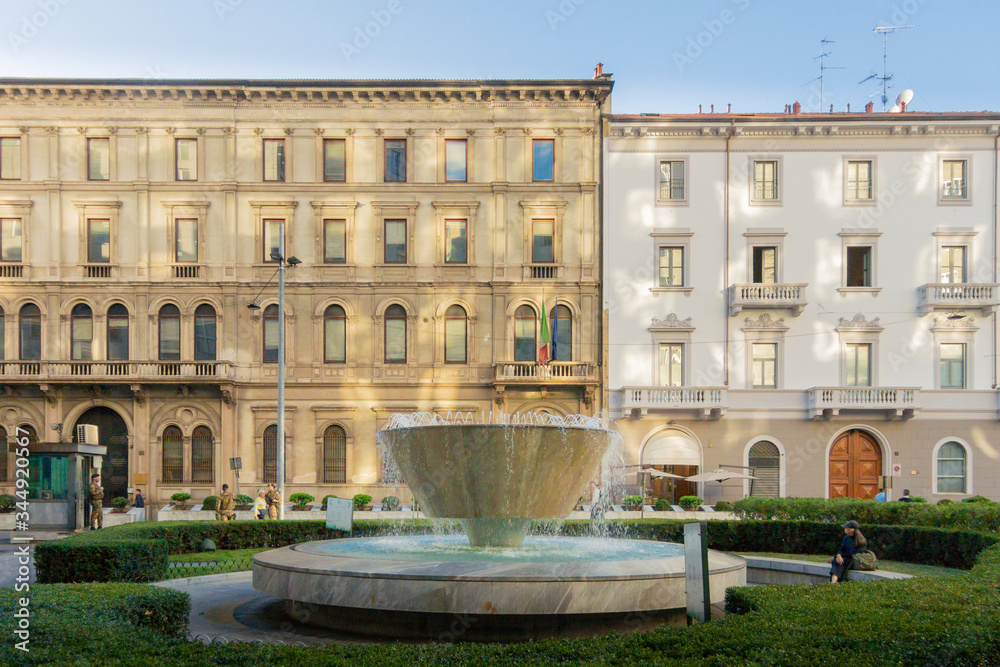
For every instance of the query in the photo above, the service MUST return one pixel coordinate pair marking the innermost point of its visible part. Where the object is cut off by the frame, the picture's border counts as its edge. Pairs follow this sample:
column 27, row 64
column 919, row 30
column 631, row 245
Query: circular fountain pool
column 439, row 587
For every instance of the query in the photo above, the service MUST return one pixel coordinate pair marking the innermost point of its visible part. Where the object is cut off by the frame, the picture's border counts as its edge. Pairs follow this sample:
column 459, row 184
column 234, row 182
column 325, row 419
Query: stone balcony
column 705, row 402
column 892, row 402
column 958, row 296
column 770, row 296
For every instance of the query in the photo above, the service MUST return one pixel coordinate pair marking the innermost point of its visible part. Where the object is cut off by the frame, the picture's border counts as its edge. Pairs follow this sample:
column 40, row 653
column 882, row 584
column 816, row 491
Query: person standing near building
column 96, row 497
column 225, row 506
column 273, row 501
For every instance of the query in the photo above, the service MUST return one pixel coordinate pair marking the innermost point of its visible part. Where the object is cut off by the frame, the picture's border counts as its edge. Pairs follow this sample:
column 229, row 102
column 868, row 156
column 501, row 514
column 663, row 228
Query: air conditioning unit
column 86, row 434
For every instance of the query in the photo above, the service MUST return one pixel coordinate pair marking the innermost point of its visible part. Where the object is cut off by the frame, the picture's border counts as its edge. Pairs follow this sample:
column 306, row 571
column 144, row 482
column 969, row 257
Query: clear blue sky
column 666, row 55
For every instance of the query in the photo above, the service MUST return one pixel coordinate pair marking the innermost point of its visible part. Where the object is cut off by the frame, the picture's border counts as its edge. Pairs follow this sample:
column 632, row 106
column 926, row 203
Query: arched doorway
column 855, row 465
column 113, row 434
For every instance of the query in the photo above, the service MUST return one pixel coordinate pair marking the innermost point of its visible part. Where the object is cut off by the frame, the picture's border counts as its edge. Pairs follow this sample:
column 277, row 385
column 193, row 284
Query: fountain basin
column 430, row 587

---------------

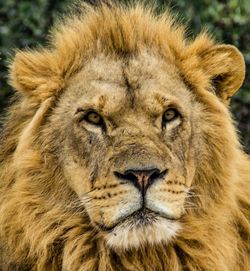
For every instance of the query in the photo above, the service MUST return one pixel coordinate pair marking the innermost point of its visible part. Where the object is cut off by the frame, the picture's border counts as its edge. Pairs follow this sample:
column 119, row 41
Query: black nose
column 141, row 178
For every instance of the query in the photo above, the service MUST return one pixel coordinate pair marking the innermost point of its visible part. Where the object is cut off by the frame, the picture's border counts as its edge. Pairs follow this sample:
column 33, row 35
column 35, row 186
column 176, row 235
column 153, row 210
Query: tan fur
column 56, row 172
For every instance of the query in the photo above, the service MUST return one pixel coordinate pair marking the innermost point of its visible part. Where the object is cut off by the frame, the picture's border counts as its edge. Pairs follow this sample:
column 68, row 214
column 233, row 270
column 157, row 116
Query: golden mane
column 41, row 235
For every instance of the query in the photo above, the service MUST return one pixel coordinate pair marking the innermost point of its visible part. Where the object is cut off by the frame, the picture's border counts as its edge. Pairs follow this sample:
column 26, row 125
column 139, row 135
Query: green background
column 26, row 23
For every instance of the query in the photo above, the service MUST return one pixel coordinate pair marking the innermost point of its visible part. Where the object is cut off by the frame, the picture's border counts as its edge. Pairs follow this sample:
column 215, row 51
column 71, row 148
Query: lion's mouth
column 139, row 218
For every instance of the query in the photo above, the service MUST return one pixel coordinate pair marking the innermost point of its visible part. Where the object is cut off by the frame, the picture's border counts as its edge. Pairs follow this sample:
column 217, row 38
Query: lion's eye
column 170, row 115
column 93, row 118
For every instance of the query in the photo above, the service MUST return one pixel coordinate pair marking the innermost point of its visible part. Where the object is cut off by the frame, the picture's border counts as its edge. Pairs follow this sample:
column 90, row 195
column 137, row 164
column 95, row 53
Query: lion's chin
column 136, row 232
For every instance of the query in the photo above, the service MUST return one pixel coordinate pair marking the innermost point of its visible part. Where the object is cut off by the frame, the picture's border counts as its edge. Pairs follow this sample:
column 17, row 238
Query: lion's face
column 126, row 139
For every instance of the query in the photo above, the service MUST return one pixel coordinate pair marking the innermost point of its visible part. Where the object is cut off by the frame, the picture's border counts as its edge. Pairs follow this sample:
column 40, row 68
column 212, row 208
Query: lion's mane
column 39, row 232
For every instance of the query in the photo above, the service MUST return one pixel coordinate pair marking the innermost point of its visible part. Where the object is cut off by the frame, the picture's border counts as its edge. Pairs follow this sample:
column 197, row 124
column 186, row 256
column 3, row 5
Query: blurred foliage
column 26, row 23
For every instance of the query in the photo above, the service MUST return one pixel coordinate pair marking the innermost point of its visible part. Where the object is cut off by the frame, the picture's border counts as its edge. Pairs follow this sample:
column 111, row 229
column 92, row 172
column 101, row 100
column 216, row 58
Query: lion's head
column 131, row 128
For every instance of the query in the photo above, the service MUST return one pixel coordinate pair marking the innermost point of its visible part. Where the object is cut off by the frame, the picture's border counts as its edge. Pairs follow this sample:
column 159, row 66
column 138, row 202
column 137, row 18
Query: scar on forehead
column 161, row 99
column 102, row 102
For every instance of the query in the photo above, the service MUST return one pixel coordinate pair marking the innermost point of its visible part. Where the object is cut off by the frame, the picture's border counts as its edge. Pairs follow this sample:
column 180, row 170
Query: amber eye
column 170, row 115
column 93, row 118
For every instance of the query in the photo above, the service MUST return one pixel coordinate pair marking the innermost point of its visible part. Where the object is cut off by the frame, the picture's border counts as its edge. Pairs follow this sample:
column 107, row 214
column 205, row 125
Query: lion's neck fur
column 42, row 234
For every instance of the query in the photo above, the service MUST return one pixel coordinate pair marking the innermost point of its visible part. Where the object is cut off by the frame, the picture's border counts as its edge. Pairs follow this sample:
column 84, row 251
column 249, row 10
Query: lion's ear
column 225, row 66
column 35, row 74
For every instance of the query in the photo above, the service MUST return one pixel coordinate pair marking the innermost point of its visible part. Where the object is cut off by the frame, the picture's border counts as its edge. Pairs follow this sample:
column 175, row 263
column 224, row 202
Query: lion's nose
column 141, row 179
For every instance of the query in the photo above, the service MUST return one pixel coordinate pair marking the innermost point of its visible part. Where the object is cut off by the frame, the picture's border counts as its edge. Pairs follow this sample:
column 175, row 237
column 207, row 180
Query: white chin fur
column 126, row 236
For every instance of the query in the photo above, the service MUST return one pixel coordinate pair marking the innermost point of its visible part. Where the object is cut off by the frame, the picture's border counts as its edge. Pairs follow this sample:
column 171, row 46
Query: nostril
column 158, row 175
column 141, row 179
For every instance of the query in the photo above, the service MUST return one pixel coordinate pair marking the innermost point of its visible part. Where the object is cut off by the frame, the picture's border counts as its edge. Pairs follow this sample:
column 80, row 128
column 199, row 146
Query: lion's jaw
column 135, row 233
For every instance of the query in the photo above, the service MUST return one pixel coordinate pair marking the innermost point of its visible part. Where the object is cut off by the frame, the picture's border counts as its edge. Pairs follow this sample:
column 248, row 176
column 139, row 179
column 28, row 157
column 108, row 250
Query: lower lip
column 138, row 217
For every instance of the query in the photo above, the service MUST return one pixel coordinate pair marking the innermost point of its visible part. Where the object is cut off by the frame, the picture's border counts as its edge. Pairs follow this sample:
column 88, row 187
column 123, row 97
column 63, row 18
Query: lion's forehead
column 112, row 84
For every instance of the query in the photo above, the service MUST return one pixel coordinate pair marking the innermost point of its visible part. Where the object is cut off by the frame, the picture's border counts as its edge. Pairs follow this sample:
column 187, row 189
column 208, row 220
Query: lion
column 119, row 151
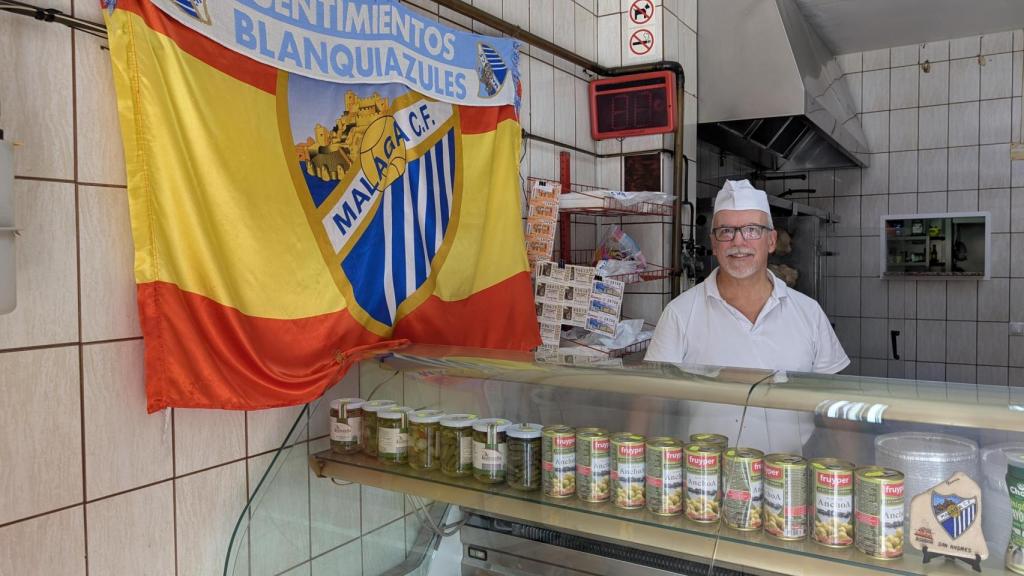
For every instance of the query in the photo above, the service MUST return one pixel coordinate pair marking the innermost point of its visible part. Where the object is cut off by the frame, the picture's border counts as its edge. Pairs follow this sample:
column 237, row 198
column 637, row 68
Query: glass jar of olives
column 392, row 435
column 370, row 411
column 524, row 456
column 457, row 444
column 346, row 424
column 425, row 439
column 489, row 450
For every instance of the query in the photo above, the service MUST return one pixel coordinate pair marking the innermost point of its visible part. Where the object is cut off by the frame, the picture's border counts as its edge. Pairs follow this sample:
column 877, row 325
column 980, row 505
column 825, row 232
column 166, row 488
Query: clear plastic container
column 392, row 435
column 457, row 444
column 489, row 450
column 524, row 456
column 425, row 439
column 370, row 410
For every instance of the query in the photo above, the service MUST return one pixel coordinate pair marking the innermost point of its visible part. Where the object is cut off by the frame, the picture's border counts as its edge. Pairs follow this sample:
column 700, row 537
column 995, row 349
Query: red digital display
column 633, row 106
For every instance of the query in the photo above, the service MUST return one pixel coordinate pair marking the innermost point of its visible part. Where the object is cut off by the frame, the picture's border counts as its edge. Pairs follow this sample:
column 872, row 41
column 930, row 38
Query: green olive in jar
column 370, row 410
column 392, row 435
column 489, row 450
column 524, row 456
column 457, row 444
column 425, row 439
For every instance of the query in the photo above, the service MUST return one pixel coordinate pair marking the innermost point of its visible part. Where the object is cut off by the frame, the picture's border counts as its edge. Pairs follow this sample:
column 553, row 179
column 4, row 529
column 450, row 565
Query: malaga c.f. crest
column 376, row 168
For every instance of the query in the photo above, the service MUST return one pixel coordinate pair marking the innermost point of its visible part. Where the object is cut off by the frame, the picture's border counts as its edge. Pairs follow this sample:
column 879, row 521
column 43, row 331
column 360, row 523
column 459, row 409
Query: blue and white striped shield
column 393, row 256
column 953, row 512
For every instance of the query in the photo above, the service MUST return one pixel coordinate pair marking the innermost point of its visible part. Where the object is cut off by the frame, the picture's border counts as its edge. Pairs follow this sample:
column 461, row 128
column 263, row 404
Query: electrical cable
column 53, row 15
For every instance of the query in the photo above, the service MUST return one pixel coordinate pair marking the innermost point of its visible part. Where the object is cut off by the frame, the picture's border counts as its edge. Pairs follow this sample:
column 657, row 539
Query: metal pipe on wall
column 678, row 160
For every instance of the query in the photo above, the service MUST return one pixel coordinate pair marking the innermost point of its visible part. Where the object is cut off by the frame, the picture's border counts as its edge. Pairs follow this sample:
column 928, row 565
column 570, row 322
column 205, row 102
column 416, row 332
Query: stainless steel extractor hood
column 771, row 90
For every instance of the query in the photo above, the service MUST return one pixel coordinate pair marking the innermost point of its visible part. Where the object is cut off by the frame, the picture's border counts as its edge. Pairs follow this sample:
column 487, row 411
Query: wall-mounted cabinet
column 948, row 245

---------------

**Direction:** Could you gather every line above that contains the word "green" and copy each one in full?

**Solution to the problem:**
Query: green background
Query: green olive in jar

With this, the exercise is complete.